— BEGIN Data listing —

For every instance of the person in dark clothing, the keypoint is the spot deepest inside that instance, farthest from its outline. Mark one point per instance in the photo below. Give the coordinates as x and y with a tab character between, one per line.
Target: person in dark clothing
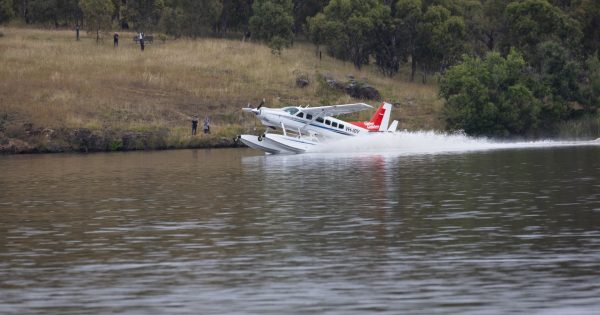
206	125
142	41
194	125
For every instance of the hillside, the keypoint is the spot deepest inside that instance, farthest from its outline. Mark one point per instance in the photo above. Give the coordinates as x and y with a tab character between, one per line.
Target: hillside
58	94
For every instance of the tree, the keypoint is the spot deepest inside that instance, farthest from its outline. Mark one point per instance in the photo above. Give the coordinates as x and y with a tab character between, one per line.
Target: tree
6	11
409	15
98	14
491	96
532	22
350	26
144	13
441	39
272	22
303	10
190	17
588	14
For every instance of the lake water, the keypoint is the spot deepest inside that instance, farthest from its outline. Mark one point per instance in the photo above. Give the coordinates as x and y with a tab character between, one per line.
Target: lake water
513	230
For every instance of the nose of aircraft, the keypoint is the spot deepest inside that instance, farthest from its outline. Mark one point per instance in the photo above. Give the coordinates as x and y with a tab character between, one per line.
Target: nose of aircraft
250	110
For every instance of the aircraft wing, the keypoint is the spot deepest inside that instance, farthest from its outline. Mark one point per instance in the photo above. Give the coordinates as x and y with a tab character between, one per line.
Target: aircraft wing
334	110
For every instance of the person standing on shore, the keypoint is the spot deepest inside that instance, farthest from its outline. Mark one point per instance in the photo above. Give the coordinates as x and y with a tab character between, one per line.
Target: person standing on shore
142	40
194	124
206	125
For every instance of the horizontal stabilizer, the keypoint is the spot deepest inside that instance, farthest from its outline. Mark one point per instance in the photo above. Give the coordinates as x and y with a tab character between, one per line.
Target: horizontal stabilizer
393	126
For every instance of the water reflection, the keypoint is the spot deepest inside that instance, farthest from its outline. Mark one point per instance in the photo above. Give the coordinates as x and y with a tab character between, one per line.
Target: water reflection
229	231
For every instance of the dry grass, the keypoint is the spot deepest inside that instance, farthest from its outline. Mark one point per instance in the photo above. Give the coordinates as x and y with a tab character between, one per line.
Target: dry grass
50	80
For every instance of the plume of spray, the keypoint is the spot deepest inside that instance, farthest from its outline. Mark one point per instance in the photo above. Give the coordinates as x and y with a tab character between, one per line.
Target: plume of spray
431	142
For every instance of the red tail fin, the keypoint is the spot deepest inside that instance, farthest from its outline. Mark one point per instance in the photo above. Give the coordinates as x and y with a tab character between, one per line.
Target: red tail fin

— END Data listing —

## Do this
Reproduce every row above word for word, but leave out the picture.

## Correct answer
For every instance of the person in dark clothing, the keypoint is the spot deepest inside that instance, farthest from its outline. Mark one point per instance in the photo below. Give the coordinates as x and y with a tab character between, one per line.
Target: person in dark clothing
206	125
142	41
194	125
For every instance of the hillside, the keypoint is the spot deepest inside that instance, farthest from its outline. Mark one point per instance in the photo above. Give the coordinates as x and y with a tab character between, one per line.
Target: hillside
58	94
For every instance of the tree, the keypoint is the spot deepest inside that instance, farthest from its outline. Mark one point per instance in the photo above. Give the coordinates as x and y with a tab character between, one per line.
Target: tree
6	11
409	15
98	14
491	96
532	22
350	26
144	13
441	39
272	22
303	10
190	17
588	14
For every instance of the lake water, the keypoint is the spot deepest inside that instance, farthest from its outline. Mark one point per instance in the photo above. Give the coordinates as x and y with a tab character between, one per line.
Target: lake water
513	230
For every instance of the nose of aircraft, the keypoint is the spot deepest inside that instance, farthest from its outline. Mark one point per instance in the photo above. Give the coordinates as x and y with a tab character between, one per line.
Target: nose of aircraft
250	110
For every instance of the aircraft wing, the keypoint is the spot deepest inside that instance, farthest from its outline. Mark one point per instance in the photo above. Give the coordinates as x and y with a tab character between, one per line.
Target: aircraft wing
334	110
For every instance of the person standing on shore, the keypoint is the spot deepest inside that instance, farthest from its outline. Mark one point per instance in the photo above. Give the coordinates as x and y with a tab character between, one per line.
Target: person standing on shore
142	40
194	124
206	125
For every instance of the horizontal stabilizer, the keypoint is the spot deepest inside that instance, farthest from its outline. Mark one point per instance in the photo above. Give the coordinates as x and y with a tab character between, one per line.
Target: horizontal stabilizer
393	126
For every instance of the water reflection, the keypoint is the spot deepest inside that instance, farthest from its outline. Mark one point per instance in the photo above. Give the coordinates as x and y with a tab character between, one per line.
Target: water reflection
229	231
For every instance of the dry grass, the keypoint is the spot deepest inside that instance, farthest from its outline. Mark one point per instance in the photo above. Give the coordinates as x and y with a tab character between, one per line.
Target: dry grass
50	80
For every instance of the plume of spray, the keypoint is the spot deepest inside that instance, farthest from its outline. Mark one point per instance in the photo above. Give the coordinates as x and y with a tab character between, one per line.
Target: plume of spray
431	142
For every instance of the red tail fin, the keypoint is the spot deepest inside that instance, farthest from its outline. Mark one point per instance in the photo above. Give the coordinates as x and y with a tab character between, one per line.
Target: red tail fin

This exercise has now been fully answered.